▶ **Directions**:
Of the lines in the data below, write out exactly those from the one holding "Target | shrub on hillside" through the one holding "Shape | the position of each instance looks like (747,364)", both included.

▶ **The records**:
[Start of section]

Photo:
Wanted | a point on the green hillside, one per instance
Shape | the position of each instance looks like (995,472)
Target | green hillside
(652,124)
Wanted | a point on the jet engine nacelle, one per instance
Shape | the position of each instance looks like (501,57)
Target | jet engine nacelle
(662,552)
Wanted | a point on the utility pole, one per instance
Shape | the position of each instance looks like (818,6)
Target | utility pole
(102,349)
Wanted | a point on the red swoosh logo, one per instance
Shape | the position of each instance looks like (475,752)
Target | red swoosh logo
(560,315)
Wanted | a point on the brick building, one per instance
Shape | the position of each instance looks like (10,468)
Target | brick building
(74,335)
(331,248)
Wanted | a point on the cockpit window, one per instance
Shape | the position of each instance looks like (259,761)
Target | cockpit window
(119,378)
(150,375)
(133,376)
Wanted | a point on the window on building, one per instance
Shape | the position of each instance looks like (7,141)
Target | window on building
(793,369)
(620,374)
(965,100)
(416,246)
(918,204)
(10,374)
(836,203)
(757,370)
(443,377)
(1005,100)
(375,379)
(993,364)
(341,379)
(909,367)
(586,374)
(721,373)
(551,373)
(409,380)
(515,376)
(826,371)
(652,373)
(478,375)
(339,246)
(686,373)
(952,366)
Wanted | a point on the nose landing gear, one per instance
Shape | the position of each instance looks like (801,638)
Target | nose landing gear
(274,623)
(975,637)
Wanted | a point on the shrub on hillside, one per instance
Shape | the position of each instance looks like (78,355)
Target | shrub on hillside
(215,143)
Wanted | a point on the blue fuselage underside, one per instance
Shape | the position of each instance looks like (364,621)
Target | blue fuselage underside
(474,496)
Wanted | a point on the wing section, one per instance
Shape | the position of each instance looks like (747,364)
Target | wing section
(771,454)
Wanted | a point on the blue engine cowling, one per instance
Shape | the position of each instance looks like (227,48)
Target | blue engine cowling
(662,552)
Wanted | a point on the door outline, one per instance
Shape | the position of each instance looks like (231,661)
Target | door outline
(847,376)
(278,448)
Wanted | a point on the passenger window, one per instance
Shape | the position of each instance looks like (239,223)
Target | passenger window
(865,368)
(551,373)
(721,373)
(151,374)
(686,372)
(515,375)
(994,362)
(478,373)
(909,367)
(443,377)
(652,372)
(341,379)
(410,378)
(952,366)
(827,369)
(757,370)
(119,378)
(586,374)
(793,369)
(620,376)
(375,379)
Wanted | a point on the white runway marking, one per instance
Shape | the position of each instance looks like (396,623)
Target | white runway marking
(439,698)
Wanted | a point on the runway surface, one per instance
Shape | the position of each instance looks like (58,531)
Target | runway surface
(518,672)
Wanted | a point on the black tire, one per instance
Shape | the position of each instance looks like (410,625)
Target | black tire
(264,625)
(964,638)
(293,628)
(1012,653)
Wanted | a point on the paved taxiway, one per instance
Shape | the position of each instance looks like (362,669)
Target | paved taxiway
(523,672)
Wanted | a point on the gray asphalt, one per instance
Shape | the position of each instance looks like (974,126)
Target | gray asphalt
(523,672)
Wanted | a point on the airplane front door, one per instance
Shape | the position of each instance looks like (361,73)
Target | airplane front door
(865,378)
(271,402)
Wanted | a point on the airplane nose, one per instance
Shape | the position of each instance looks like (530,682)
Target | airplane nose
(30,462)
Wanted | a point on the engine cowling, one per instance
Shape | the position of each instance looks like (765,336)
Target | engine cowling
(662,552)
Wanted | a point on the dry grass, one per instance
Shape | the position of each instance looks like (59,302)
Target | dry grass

[End of section]

▶ **Exercise result**:
Target | shrub on hillside
(215,143)
Wanted | a point on the blue fuselage underside, one per instance
Shape | the position of each instance looks like (364,621)
Target | blue fuselage underside
(474,496)
Wanted | a point on the wing section, one per instance
Shape | the position of each instance looks like (747,364)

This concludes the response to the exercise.